=== Document segment ===
** Begin **
Review: Young Ahmed (2019)
Belgium’s Jean-Pierre and Luc Dardenne, collectively known as the Dardenne Brothers, though not necessarily household names, are certainly some of the most beloved mainstays of global art house cinema. Their social realist dramas have won them two Palme d’Ors, for 1999’s Rosetta and 2005’s L’Enfant, a rare feat in the history of the Cannes Film Festival. Their most recent film, Young Ahmed, also debuted at the festival, winning the brothers the Directing Award in 2019. While in many ways this new film will not be a surprise to long-time fans of the directors, it nonetheless explores new ground in terms of subject matter, while remaining committed to the overall legacy of social realist cinema they work within. The brothers’ participation in this legacy of neorealist cinemas involves both portraying stories of everyday people and the moral and political obstacles they encounter, as well as the inclusion of many of the movements’ formal and narrative traditions.
Formally, this includes favouring the long take and filming on location rather than sets. The Dardennes employ no soundtrack in their films, as well as the use of non-professional actors. Narratively, their stories, while hardly without central conflicts or narrative suspense, generally avoid the kind of goal-oriented plots favoured in American cinema, and often end with ambiguous or open-ended conclusions. In all those ways Young Ahmed looks and feels very much like a Dardennes film and a fine entry in the cinema of contemporary European realism.
** End **
=== Supplied material ===
** Begin **
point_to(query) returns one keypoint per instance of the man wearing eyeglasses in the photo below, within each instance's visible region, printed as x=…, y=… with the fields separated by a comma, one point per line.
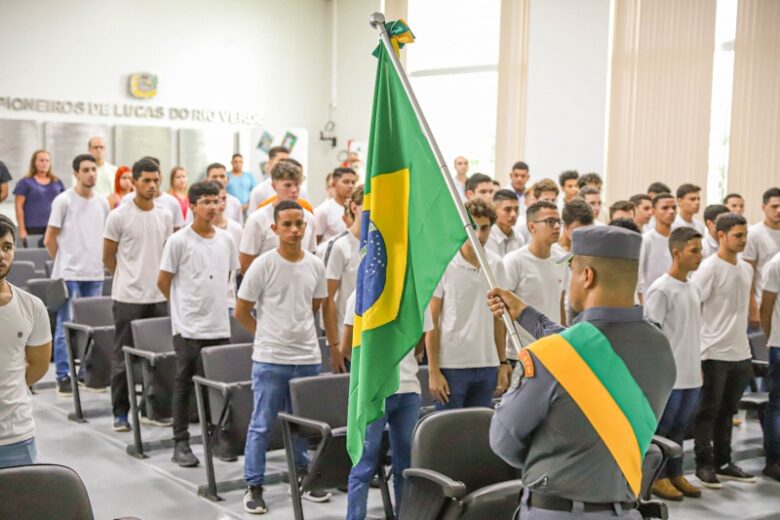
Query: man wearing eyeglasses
x=532, y=271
** End **
=== Required actions ===
1 – In the Young Ahmed review, what award did the film win the Dardenne brothers at Cannes in 2019?
2 – Continue the Young Ahmed film review from its last sentence.

=== Replies ===
1 – The Directing Award.

2 –
The Dardennes, as Belgians, live in a state that is at the heart of the European Union: the capital of the union is Brussels. Nearly all their films thematically explore life in contemporary Europe, which philosophically can be seen to embody both the triumphs and flaws of modern liberal societies. Their films, such as Le Fils, L’Enfant, and Two Days, One Night, explore social and labour issues, including poverty, freedom, and criminal justice. They shine a light on the marginalized and under-explored corners of the European Union, particularly Belgium and France, while also simultaneously upholding and interrogating the values of their society. While ostensibly secular and left-leaning, the Dardennes often take viewers into realms that challenge the limits of contemporary social discourse, asking questions about values such as forgiveness that are just as easily framed as religious, in the sense that they get at our deepest and most foundational values.
Young Ahmed is no different, though it makes the religious investigations of their films more explicit in telling the story of a young boy, Ahmed (Idir Ben Addi), who has been radicalized into a fundamentalist strain of Islam. When the film begins, Ahmed already expresses a devotion and fervour not matched by his friends and single mother, not just to Islam, but to the strict interpretations fed to him by his local Imam (Othmane Moumen). This includes a reverence for his cousin, who it is implied died as a martyr fighting for an ISIS-like group. The film portrays a growing conflict between the beliefs of Ahmed and those in his community, not just secular Belgians, but other Muslims at his school and his mother and teacher. The film spends significant time showing Ahmed’s dedication to his daily prayers and oblations, establishing how these practices provide a sense of meaning and stability in his life.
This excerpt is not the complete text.